→ **BRIEF**: Would you give the number of lines below in which the string "background" appears? Nothing else is needed.

→ **DATA**:
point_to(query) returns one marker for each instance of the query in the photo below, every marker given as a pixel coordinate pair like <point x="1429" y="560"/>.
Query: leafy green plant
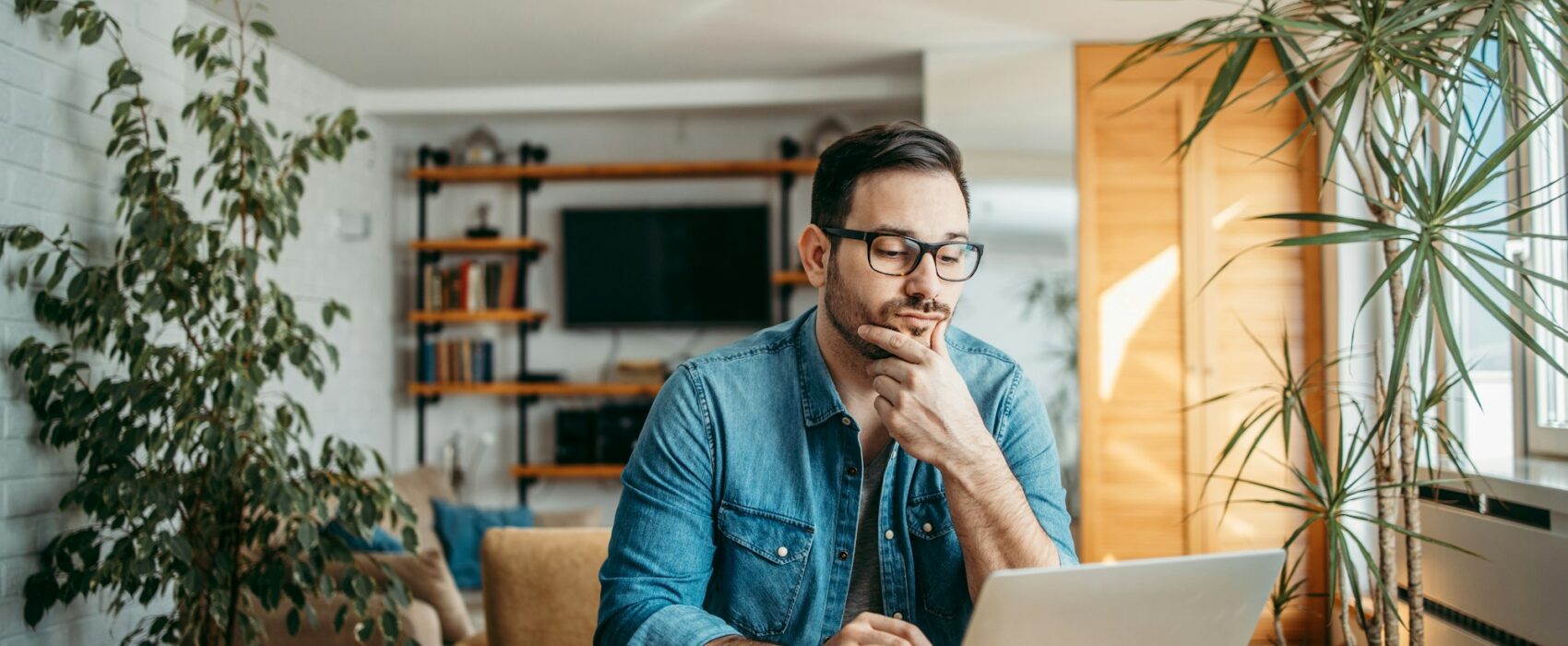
<point x="193" y="479"/>
<point x="1384" y="85"/>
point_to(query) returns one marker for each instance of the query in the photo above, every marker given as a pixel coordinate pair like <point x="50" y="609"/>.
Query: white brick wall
<point x="52" y="173"/>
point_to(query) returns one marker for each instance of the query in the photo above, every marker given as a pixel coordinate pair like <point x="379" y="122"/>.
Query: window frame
<point x="1545" y="157"/>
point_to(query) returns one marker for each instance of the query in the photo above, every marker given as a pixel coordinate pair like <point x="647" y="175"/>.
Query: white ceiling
<point x="397" y="44"/>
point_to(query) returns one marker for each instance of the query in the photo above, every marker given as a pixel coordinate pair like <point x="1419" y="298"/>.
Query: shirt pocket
<point x="940" y="580"/>
<point x="761" y="567"/>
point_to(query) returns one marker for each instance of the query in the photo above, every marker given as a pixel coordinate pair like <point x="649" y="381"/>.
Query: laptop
<point x="1211" y="599"/>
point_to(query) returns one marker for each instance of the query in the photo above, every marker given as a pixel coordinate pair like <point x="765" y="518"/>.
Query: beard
<point x="847" y="314"/>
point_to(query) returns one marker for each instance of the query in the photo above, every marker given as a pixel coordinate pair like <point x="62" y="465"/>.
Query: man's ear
<point x="814" y="255"/>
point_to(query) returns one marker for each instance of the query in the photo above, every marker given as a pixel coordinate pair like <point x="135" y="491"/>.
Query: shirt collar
<point x="819" y="397"/>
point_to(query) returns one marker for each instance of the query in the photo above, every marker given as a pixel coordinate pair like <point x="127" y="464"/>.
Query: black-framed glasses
<point x="896" y="255"/>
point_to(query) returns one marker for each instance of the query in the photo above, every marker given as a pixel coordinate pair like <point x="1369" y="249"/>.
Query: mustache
<point x="916" y="305"/>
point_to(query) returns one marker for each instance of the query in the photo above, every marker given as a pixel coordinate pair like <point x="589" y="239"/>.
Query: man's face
<point x="924" y="206"/>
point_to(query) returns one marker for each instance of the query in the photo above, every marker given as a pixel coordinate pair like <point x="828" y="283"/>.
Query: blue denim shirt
<point x="742" y="496"/>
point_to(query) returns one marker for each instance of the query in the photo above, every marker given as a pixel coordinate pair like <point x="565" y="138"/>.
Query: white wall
<point x="1012" y="112"/>
<point x="52" y="173"/>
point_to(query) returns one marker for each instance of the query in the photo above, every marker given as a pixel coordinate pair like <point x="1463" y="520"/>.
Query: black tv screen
<point x="667" y="265"/>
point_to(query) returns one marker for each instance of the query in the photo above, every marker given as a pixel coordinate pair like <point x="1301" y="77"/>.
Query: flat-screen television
<point x="703" y="265"/>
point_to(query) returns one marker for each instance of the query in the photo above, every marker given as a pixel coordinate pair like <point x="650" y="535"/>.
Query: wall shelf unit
<point x="528" y="176"/>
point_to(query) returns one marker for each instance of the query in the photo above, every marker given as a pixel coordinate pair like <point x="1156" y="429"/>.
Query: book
<point x="491" y="284"/>
<point x="427" y="363"/>
<point x="508" y="286"/>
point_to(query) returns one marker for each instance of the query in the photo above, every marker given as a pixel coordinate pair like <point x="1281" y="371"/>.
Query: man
<point x="849" y="477"/>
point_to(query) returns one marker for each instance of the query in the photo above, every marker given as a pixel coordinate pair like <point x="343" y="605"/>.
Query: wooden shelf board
<point x="588" y="172"/>
<point x="479" y="245"/>
<point x="485" y="316"/>
<point x="566" y="471"/>
<point x="790" y="278"/>
<point x="537" y="388"/>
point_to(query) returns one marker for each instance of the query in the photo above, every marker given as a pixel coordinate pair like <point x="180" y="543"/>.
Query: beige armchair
<point x="541" y="585"/>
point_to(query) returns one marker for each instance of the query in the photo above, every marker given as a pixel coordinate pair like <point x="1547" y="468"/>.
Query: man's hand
<point x="924" y="401"/>
<point x="875" y="629"/>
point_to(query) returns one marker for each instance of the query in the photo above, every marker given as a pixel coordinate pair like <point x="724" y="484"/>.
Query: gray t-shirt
<point x="866" y="571"/>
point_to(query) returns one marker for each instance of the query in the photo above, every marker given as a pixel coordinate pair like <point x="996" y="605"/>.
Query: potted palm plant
<point x="1391" y="90"/>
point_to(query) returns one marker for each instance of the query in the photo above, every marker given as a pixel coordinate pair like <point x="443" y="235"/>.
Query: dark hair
<point x="898" y="146"/>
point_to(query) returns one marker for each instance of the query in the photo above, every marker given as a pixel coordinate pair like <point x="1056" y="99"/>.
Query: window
<point x="1520" y="396"/>
<point x="1543" y="389"/>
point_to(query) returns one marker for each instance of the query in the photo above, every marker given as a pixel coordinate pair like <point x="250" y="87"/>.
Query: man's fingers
<point x="940" y="336"/>
<point x="894" y="342"/>
<point x="898" y="628"/>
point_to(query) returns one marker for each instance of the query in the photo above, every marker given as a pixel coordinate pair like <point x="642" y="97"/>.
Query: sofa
<point x="438" y="612"/>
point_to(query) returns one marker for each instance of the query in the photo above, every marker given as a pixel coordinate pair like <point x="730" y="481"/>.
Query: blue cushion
<point x="459" y="529"/>
<point x="380" y="542"/>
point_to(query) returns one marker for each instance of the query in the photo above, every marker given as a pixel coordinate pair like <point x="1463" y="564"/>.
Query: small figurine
<point x="483" y="229"/>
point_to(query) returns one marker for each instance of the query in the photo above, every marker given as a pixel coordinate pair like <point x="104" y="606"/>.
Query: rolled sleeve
<point x="662" y="543"/>
<point x="1030" y="449"/>
<point x="681" y="625"/>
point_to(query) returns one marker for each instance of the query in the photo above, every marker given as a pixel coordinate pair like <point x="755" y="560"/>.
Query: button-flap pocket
<point x="772" y="536"/>
<point x="929" y="516"/>
<point x="757" y="569"/>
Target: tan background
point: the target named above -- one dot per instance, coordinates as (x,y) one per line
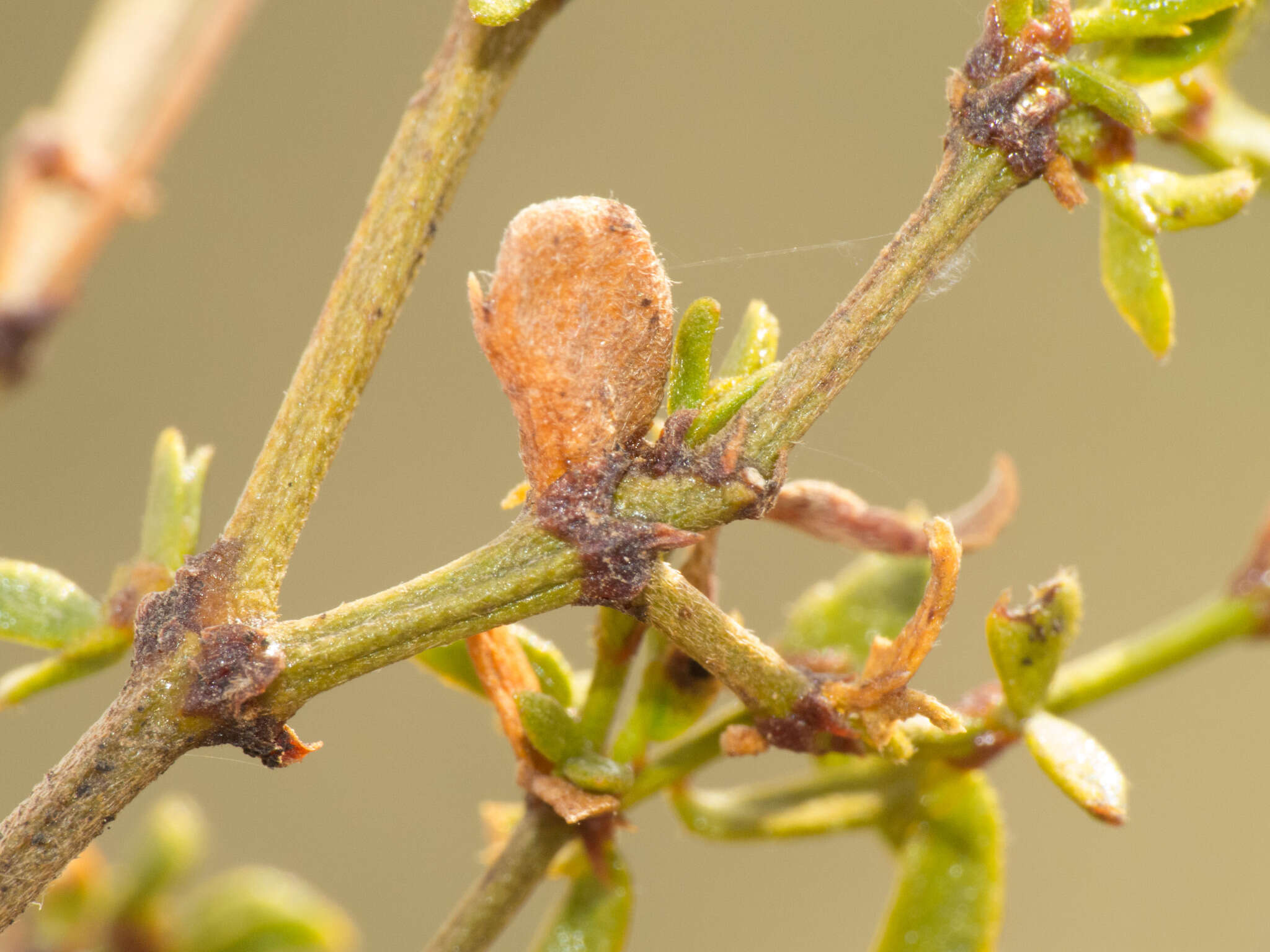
(733,128)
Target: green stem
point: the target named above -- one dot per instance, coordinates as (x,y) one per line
(500,891)
(750,667)
(523,571)
(968,186)
(618,639)
(1129,660)
(420,173)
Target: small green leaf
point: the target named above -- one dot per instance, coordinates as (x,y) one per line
(597,774)
(169,531)
(1127,19)
(1026,644)
(724,403)
(41,607)
(595,914)
(1086,83)
(498,13)
(549,726)
(260,909)
(675,692)
(454,666)
(690,363)
(1134,280)
(1014,15)
(1078,765)
(1156,200)
(755,343)
(739,815)
(172,843)
(948,897)
(1163,58)
(874,596)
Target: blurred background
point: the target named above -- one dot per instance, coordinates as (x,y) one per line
(739,133)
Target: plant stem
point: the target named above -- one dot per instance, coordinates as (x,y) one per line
(1124,663)
(523,571)
(438,134)
(618,638)
(131,744)
(748,666)
(968,186)
(76,170)
(489,904)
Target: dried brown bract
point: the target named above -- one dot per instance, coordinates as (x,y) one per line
(577,325)
(836,514)
(882,696)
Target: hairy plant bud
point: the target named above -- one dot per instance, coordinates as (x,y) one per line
(577,327)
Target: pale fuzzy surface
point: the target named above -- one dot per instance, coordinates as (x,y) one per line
(578,328)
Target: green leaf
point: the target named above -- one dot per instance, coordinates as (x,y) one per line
(549,726)
(41,607)
(260,909)
(948,897)
(1078,765)
(1165,58)
(1142,18)
(1086,83)
(690,363)
(744,815)
(169,531)
(597,774)
(728,395)
(675,694)
(1028,644)
(1014,15)
(454,666)
(874,596)
(172,843)
(1156,200)
(1134,280)
(498,13)
(595,914)
(755,343)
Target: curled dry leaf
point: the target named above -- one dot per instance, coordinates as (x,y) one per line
(577,325)
(836,514)
(882,695)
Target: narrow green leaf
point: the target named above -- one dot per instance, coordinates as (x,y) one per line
(690,363)
(169,531)
(1134,280)
(97,650)
(1026,644)
(1014,15)
(1078,765)
(597,774)
(755,343)
(948,897)
(549,726)
(1197,201)
(260,909)
(1163,58)
(41,607)
(172,843)
(728,398)
(595,914)
(675,694)
(1094,87)
(453,664)
(1142,18)
(498,13)
(737,815)
(873,597)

→ **REPLY**: 2